━━ Text block

It may sound provocative, and it is, and it may sound irrational but it is not, that the late Robert S. McNamara, the secretary of defense under President John F. Kennedy, should be recognized as one of history's giant defenders of peace.
I suppose it is my paucity of imagination that has considerably delayed my full appreciation of McNamara's magnificent and complex confession with his book In Retrospect (1).
So much more to be done to heal old wounds, particularly yellow craters inflicted by brilliant minds and their flying machines in Vietnam and Cambodia.
But my core interest in the topic is not about the extent of human losses but rather our collective failure to boldly celebrate McNamara's historical accomplishment: he is the first modern statesman who openly acknowledges his errors and takes responsibility for them. This is a first in history and it is a very good thing for humanity.
I want to bypass all the drama, all the phony diplomatic rhetoric, the thinly veiled transparency of obsessive minds and to leap over all the artificialities to embrace and celebrate McNamara's unique gift to humanity.
It is my hypothesis that Bundy, McNamara, Allen Dulles (the former head of the Central Intelligence Agency), General Curtis LeMay (Air Force chief of staff), Vice President Lyndon B. Johnson, and possibly a few others engineered a coup d'e'tat to wage war in Vietnam. It is also my hypothesis that President Kennedy's death was just the collateral damage of war and so was the disappearance of over a thousand people after the assassination.
Why do common sense, reason, and statistics suggest that all the following pieces perfectly fit together for a complex design to make a coup d'e'tat a success? They are all very rare or extraordinary firsts in history. For instance, the president, the vice president, and virtually the entire Cabinet were away from Washington on the day of the coup (2). The president was in Texas along with the vice president, and the Cabinet were on their way to Tokyo.
By now, we know that the Secret Service was grossly negligent before, during, and after the ambush (3). We also know that all of the images of the president's death captured by photos and videos are not authentic (3). The president's autopsy at the Bethesda Naval Hospital is a sham, as areare the X-rays and the autopsy photos (3,4). This is astonishing for Bethesda, the flagship of all the best the military can provide for medical care.
On the day of the ambush, the phones in Washington, D.C., the press phones, and the Cabinet airplane communication all ceased to function (2). The only two people in Washington from the president's team were Bundy and McNamara, and they happened to be the architects of the new war opposed by President Kennedy but endorsed by the new President, LBJ (2).
Bundy and McNamara were at the Pentagon precisely at the time the presidential limousine approached Dealey Plaza (1).

━━━━
━━ Supplied information

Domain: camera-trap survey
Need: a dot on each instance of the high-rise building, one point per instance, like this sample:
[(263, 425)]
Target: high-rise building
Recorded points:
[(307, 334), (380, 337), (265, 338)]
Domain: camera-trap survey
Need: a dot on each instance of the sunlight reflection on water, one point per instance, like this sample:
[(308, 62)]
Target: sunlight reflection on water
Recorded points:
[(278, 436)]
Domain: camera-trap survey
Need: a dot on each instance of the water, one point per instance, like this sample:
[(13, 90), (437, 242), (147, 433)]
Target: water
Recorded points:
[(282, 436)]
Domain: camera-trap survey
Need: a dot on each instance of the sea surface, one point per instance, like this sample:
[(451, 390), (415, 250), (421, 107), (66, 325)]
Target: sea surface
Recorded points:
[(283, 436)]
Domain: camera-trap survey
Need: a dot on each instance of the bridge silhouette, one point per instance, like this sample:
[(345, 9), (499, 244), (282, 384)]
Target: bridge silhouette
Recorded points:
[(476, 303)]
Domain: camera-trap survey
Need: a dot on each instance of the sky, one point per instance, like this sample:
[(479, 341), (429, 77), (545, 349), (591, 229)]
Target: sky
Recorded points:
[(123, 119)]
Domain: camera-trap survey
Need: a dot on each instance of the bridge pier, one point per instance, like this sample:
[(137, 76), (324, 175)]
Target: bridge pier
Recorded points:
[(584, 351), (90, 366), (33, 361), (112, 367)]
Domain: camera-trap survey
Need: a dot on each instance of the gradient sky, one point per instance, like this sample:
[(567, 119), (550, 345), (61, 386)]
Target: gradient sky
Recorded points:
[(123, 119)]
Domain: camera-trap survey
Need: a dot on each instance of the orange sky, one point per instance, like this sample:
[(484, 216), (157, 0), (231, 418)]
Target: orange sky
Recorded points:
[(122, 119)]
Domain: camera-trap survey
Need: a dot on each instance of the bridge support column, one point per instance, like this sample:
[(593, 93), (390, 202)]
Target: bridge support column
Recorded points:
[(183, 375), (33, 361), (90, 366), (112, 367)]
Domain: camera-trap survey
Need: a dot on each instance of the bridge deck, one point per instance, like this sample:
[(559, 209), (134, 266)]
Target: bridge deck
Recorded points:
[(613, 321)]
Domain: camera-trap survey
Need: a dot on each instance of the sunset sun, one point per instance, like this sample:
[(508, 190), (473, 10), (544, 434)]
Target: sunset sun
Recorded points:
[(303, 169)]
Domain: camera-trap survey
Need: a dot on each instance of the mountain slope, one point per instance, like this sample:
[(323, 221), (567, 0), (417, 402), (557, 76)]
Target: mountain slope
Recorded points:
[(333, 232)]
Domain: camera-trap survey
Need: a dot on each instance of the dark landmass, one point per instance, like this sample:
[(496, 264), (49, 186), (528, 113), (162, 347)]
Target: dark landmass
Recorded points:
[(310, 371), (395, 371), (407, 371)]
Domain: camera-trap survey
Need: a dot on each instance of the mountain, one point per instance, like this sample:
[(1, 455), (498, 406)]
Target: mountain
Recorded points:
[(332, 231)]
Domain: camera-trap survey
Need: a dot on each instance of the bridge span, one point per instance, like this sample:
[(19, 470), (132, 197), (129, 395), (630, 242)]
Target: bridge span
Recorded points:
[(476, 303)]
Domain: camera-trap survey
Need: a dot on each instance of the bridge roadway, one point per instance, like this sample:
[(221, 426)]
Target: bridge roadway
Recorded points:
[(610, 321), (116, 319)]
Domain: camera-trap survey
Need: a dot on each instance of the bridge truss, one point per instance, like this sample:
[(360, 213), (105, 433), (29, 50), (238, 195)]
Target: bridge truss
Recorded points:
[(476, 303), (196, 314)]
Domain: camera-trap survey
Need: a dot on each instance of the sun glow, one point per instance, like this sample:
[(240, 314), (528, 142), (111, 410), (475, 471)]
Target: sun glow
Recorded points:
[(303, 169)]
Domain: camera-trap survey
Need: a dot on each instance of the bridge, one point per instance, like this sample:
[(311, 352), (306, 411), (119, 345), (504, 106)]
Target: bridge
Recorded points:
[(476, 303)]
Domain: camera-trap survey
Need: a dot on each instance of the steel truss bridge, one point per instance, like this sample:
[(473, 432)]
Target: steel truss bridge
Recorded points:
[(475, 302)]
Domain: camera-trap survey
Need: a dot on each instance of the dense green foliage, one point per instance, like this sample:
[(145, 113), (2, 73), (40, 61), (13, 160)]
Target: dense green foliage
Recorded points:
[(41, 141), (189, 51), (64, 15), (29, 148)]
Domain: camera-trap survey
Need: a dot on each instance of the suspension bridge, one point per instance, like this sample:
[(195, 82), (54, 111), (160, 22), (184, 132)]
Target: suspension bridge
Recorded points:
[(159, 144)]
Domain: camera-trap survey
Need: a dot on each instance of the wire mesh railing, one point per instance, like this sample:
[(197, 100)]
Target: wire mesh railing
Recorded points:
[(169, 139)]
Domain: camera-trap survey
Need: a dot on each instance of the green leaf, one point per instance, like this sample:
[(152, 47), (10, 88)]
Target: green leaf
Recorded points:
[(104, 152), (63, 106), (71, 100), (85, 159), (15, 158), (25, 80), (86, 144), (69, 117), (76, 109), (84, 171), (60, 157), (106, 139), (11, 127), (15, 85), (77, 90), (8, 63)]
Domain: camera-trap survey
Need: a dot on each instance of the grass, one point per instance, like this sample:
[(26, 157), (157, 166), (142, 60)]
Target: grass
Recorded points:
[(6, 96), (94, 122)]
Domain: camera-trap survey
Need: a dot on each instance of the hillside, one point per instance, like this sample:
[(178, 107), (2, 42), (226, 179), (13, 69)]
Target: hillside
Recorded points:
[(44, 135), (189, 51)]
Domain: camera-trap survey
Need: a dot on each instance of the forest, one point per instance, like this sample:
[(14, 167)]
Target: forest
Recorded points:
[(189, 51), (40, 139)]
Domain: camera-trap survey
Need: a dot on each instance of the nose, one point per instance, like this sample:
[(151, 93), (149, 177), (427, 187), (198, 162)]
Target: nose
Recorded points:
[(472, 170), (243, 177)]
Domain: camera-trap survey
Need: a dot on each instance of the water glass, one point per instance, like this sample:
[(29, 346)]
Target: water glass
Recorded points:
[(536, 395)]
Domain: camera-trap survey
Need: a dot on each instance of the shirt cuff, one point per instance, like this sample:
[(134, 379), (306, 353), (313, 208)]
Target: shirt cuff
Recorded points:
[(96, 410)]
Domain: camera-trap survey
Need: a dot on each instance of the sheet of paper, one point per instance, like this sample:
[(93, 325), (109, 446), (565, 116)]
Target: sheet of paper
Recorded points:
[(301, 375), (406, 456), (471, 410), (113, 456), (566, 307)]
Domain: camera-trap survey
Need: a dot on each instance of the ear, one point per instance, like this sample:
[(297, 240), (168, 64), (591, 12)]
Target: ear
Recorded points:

━━━━

§ **Required tasks**
(1) From the essay on McNamara, extract everything from "It may sound provocative, and" down to "defenders of peace.".
(2) Answer these questions using the essay on McNamara:
(a) Which book by McNamara does it name?
(b) Where was the Cabinet headed on the day of the ambush?
(c) Where were Bundy and McNamara when the presidential limousine approached Dealey Plaza?
(3) Carry on writing the essay on McNamara from its last sentence.
The rows play no part in this.

§ **Answers to the exercise**
(1)
It may sound provocative, and it is, and it may sound irrational but it is not, that the late Robert S. McNamara, the secretary of defense under President John F. Kennedy, should be recognized as one of history's giant defenders of peace.

(2)
(a) In Retrospect
(b) Tokyo
(c) At the Pentagon

(3)
Both Bundy and McNamara lied about small details of the assassination repeatedly and unnecessarily, in some ways inviting special attention to their own behavior. McNamara said for 90minutes he was not aware of the president's assassination, although he was at the Pentagon, the epicenter of reaction to national emergencies (1). Strangely, he was chairing a routine budget meeting, which he did not interrupt. Even a month later when information emerged that several communication systems were sabotaged, McNamara never evinced curiousity about the origin of all these mishaps.
None of these, of course, individually make McNamara or Bundy a suspect, yet collectively they click and suggest they were not random events. There are other more fundamental developments that can actually solve the puzzle. Most important, Kennedy had opposed the war in Vietnam and had issued specific orders through National Security Action Memorandum 263, dated November 21, 1963, to end the war (1,2). This was to begin with the withdrawal of "1,000 U.S. military personnel by the end of 1963." (2). His orders were precise and unequivocal. But upon his death, not only were his orders reversed, but then the war expanded at an eventual cost of 58,000 American lives.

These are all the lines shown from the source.